Activity ▸ Search the material for "instance" and show all lines that contain it.

========================================================================

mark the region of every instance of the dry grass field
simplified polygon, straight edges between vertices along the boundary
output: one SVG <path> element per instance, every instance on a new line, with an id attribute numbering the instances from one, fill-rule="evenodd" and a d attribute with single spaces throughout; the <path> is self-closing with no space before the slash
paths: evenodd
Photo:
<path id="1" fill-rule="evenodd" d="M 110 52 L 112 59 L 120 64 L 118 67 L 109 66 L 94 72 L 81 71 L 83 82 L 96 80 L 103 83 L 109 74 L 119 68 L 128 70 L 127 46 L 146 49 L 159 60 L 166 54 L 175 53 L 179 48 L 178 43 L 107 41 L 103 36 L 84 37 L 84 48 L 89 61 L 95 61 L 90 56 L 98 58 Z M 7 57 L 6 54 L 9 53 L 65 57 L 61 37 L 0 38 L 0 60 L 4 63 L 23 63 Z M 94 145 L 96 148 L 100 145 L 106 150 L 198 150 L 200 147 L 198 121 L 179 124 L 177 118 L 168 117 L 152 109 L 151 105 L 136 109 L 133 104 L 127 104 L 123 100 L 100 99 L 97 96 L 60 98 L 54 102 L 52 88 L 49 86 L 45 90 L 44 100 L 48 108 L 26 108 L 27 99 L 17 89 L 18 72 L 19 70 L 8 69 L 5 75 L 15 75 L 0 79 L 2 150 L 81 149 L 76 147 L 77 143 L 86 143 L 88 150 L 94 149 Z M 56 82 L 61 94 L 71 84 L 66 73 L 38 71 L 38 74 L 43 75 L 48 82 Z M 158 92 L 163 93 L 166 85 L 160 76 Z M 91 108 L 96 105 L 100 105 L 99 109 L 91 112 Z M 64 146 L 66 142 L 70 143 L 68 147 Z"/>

========================================================================

Solution for this exercise ▸
mark the region of every instance of the dry grass field
output: one SVG <path> element per instance, every instance on a new line, with an id attribute numbering the instances from one, fill-rule="evenodd" and a d attribute with single spaces throughout; the <path> is self-closing with no space before the slash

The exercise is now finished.